Note that because Z_P is purely imaginary (lossless), |r| = 1, so that only the phase of r,

$$\begin{equation} \theta(\omega)\equiv\arg r(\omega), \end{equation} \tag{ 2.5 }$$

contains information (which can in fact be measured interferometrically).

Our object is to find a probe frequency ω_p such that the reflected signals for all the even-parity qubit states and all the odd-parity states are indistinguishable, but that the reflection coefficients for the even and odd cases are distinct. This will give us conditions on the reflected phase θ_s1s2s3(ω_p) for the different qubit state settings. A general feature of the θ function will make this possible in our two-resonance setting. If ω passes through a resonance of the system (pole of Z_P ), then, while the phase change of the impedance is π, the change of the reflected phase is 2π (cf equations (2.4) and (2.5)). We will arrange that Z_P has two poles within a narrow range of frequency; this means that θ(ω) will vary smoothly over 4π in that range. But, from the point of view of a scattered tone, θ and θ + 2πn are indistinguishable. Thus, the θ(ω) function varies over a sufficient range that we can satisfy our quantum eraser condition for the parity measurement in the following way:

$$\begin{equation} \theta_{\rm even} \equiv \theta_{000}(\omega_{\mathrm{p}})=\theta_{011}(\omega_{\mathrm{p}})+2\pi, \end{equation} \tag{ 2.6 }$$

$$\begin{equation} \theta_{\rm odd} \equiv \theta_{111}(\omega_{\mathrm{p}})=\theta_{001}(\omega_{\mathrm{p}})-2\pi. \end{equation} \tag{ 2.7 }$$

Since the χ coefficient for all qubits is taken to be equal, the other necessary conditions, θ₀₁₁(ω_p) = θ₁₀₁(ω_p) = θ₁₁₀(ω_p) and θ₀₀₁(ω_p) = θ₀₁₀(ω_p) = θ₁₀₀(ω_p), are satisfied automatically. It is also necessary that θ_even ≠ θ_odd (mod 2π), with the best case (most distinguishable) being Δθ ≡ θ_even − θ_odd = π.

Excerpted records:
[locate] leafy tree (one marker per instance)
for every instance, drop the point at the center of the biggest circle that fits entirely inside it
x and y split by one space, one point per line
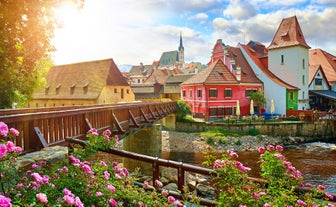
183 110
27 27
259 99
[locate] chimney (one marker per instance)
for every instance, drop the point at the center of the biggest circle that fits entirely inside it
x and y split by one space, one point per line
238 74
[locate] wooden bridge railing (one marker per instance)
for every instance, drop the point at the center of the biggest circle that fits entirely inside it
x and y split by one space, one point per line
43 128
156 164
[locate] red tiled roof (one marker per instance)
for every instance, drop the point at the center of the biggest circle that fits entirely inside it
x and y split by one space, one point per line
327 62
216 73
256 59
247 74
288 34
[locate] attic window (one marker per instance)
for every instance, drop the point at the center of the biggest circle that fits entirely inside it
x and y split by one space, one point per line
220 73
46 90
86 88
58 88
252 50
284 34
72 89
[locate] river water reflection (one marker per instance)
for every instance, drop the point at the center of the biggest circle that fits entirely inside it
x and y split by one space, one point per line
316 161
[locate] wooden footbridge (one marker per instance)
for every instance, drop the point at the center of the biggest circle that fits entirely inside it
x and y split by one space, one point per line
42 127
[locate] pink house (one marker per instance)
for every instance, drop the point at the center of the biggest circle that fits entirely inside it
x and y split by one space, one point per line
214 92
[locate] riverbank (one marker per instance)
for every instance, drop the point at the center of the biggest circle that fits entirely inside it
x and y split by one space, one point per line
173 141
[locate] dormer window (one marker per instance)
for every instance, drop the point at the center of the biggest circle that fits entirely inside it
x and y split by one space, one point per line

Goal of the exercise: Write a continuation of the passage on measuring qubit parity through the reflected phase, beginning right after its final sentence rather than with anything from the material.

Output below:
One can show that for any choice of parameters in the two-pole circuit, there exists a probe frequency ω_p and a dispersive shift constant χ such that the parity-measurement conditions (equations (2.6) and (2.7)) are satisfied. However, if the resonant frequencies ω_a and ω_b are far apart compared with the width of the resonances, θ_even − θ_odd is very small. By placing the resonances close to one another and choosing the capacitance values carefully, a favorable solution can be found. We note that for further optimization of this structure, there would be no difficulty in replacing the simple pair of capacitors C_a,b with a capacitance bridge in a wye- or delta-configuration [38].

Figure 3 shows a solution for the case of a realistic set of parameters. The choices are ω_a = 2π(9.99 GHz), ω_b = 2π(10.01 GHz), C_a = C_b = 10 fF; note that realistic values for coupling capacitors are in the 0.5 − 50fF range (see [39]). Our equations (2.6) and (2.7) are satisfied (after a simple, efficient numerical search) for ω_p = 2π(9.804 GHz) and χ = 5.77 MHz, giving the nearly optimal value Δθ = 172.9°. Note that the coupling capacitors will introduce T₁ qubit relaxation, but we can estimate that capacitances on this scale give a cavity loss rate of κ ∼ 5 MHz. The Purcell formula for the resulting qubit relaxation time is $T_{1(\mathrm {P})}=\frac {\Delta ^{2}}{\kappa g^{2}}=\frac {\Delta }{\kappa \chi }$. If we assume Δ = 5 GHz, this gives T_1(P) ∼ 200 μs. Thus, the Purcell mechanism for relaxation will not be a severe limit on the lifetime of the qubits.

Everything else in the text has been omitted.